::: SUPPLIED TEXT :::

Latest revision as of 00:40, 16 December 2009

Git is a popular version control system designed to handle very large projects with speed and efficiency. See http://git.or.cz/ for more info.

The Windows users might be interested in the MinGW git port (binaries).

Git and OpenOffice.org

A functional git tree with the entire OOo history for testing purposes is here: http://go-oo.org/git. It is an imported CVS tree that was split into two parts:

  • The sources themselves - ooo.git
  • The 3rd party stuff (binary mozilla, zlib, berkeleydb, ...) - 3rdparty.git

The size of the sources is about 1.3G, the size of the 3rd party stuff is 591M. Please follow the instructions on http://go-oo.org/git to get the tree.

For testing purposes, even a git tree without history is available as git://go-oo.org/git/without-history/src680-m211.git. It is a full import of src680-m211 (with the 3rdparty libraries, localizations, etc.) The plan is to start the OOo git tree as a tree without history with the possibility to 'graft' the history into this (message, sample script).

Transformations

These transformations are done while converting from CVS:

  • The OOo repository is split into the sources and 3rd party sources as described above
  • 'cws_src680_xyz' branches are renamed to simple 'xyz'
  • 'CWS_SRC680_XYZ_ANCHOR' tags are renamed to simple 'XYZ'
  • 'INTEGRATION: CWS xyz' commits are grouped into one commit (they are generated by CWS tooling per-file), and treated as a merge in the git tree
  • Tabs are converted to 4 spaces at the beginning of the lines in .c/.cxx/.h/.hxx/.mk/.src
  • 'RESYNC:.*FILE MERGED', and 'RESYNC:.*FILE REMOVED' are grouped inside branches (with single 'RESYNC' log entry)

::: INFORMATION GIVEN :::

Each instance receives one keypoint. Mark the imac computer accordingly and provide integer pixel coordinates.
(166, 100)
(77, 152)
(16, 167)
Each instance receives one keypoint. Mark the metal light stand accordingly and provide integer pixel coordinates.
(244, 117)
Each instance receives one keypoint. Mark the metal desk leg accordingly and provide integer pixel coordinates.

:::
::: INFORMATION GIVEN :::

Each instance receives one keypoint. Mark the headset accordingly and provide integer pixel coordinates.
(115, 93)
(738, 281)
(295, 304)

:::

SET PROBLEM 1:
According to the Git and OpenOffice.org text, how large is the 3rd party stuff?
SET PROBLEM 2:
Please output a verbatim copy of the part of the Git and OpenOffice.org text that begins at the words "A functional git" and stops after "get the tree.".

COMPLETE OUTPUT 1:
591M

COMPLETE OUTPUT 2:
A functional git tree with the entire OOo history for testing purposes is here: http://go-oo.org/git. It is an imported CVS tree that was split into two parts:

  • The sources themselves - ooo.git
  • The 3rd party stuff (binary mozilla, zlib, berkeleydb, ...) - 3rdparty.git

The size of the sources is about 1.3G, the size of the 3rd party stuff is 591M. Please follow the instructions on http://go-oo.org/git to get the tree.